• What you will do: After locating "Target: yellow flower" in the listing below, copy that line and each one after it exactly, ending with the line that has "Target: cluster of leaves".

--

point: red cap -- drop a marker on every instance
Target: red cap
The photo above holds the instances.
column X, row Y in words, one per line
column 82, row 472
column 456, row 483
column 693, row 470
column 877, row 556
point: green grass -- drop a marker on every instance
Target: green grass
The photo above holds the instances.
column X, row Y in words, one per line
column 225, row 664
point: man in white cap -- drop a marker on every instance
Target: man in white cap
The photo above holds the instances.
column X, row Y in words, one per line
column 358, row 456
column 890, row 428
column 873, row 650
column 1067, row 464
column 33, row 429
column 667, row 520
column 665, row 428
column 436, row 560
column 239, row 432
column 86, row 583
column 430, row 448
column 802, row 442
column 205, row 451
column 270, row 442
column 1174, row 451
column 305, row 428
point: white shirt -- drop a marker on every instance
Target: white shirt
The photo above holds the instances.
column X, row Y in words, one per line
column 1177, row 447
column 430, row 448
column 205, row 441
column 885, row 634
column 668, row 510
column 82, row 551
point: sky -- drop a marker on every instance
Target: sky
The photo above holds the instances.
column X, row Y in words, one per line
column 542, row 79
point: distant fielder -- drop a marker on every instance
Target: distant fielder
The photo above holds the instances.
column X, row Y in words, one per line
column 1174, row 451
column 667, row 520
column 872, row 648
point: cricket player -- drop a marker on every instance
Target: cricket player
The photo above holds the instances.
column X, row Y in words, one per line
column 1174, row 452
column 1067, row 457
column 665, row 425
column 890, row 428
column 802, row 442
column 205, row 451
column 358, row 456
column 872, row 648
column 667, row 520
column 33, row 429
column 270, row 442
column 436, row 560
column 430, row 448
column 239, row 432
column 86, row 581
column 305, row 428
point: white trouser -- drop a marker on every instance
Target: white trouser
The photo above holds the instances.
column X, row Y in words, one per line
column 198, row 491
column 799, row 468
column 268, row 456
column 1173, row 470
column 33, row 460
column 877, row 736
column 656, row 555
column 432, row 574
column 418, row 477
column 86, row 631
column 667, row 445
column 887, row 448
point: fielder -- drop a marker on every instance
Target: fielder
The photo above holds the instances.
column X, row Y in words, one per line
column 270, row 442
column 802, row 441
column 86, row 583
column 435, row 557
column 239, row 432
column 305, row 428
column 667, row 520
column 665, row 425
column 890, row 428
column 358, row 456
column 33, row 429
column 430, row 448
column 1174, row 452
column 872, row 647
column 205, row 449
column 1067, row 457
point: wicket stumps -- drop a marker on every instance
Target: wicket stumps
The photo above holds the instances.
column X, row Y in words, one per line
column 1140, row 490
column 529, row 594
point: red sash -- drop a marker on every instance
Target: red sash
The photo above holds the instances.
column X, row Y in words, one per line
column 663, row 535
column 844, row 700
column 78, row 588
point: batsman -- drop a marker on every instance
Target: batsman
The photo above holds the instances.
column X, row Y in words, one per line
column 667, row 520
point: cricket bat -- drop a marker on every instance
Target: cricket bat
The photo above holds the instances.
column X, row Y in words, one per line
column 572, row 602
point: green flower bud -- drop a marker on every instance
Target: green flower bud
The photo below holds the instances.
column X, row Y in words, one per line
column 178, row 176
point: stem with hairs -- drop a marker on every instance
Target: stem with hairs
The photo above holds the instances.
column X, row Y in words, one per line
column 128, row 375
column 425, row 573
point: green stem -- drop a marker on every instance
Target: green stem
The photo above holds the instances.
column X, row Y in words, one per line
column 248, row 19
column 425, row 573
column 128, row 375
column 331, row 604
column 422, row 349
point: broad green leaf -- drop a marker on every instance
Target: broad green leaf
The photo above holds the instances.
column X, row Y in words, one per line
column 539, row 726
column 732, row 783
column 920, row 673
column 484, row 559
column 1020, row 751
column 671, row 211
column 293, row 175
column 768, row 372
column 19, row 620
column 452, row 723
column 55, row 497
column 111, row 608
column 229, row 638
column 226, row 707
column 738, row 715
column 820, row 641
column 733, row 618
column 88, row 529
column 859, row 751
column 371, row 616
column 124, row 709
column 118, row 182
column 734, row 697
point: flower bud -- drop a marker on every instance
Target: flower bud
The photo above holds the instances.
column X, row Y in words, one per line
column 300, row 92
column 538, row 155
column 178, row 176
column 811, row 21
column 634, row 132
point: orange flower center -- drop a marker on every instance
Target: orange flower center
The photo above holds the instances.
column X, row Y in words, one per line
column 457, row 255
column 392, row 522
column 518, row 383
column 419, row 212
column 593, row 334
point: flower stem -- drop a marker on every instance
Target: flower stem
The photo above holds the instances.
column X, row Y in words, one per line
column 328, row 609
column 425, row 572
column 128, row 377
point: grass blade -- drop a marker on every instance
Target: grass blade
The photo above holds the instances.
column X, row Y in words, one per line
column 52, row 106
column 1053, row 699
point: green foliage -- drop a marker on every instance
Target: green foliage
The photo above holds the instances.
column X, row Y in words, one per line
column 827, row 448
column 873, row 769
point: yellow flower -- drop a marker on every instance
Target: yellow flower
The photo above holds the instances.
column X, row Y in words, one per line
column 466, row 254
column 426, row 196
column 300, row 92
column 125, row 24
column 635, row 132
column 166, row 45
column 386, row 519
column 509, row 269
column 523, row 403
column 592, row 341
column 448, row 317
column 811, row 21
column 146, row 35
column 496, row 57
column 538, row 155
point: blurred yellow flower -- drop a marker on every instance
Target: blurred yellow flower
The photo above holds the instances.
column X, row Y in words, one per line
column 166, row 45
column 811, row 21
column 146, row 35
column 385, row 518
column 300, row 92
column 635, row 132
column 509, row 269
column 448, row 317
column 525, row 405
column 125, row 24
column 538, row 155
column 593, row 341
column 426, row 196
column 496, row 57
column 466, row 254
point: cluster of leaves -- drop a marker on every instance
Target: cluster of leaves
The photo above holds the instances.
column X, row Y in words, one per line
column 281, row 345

--

• Result below:
Target: yellow flower
The photo above holds the instances.
column X, row Y in words, one per line
column 466, row 254
column 426, row 196
column 300, row 92
column 125, row 24
column 635, row 132
column 166, row 45
column 386, row 519
column 509, row 269
column 523, row 403
column 592, row 341
column 448, row 317
column 811, row 21
column 146, row 35
column 496, row 57
column 538, row 155
point: blurred yellow flower -- drop a marker on every instance
Target: blurred yellow flower
The photo above holds the instances.
column X, row Y in words, one per line
column 166, row 45
column 811, row 21
column 146, row 35
column 385, row 518
column 300, row 92
column 635, row 132
column 509, row 269
column 448, row 317
column 525, row 405
column 125, row 24
column 538, row 155
column 593, row 341
column 426, row 196
column 496, row 57
column 466, row 254
point: cluster of leaves -- drop a marker on every instance
Target: cluster of leaves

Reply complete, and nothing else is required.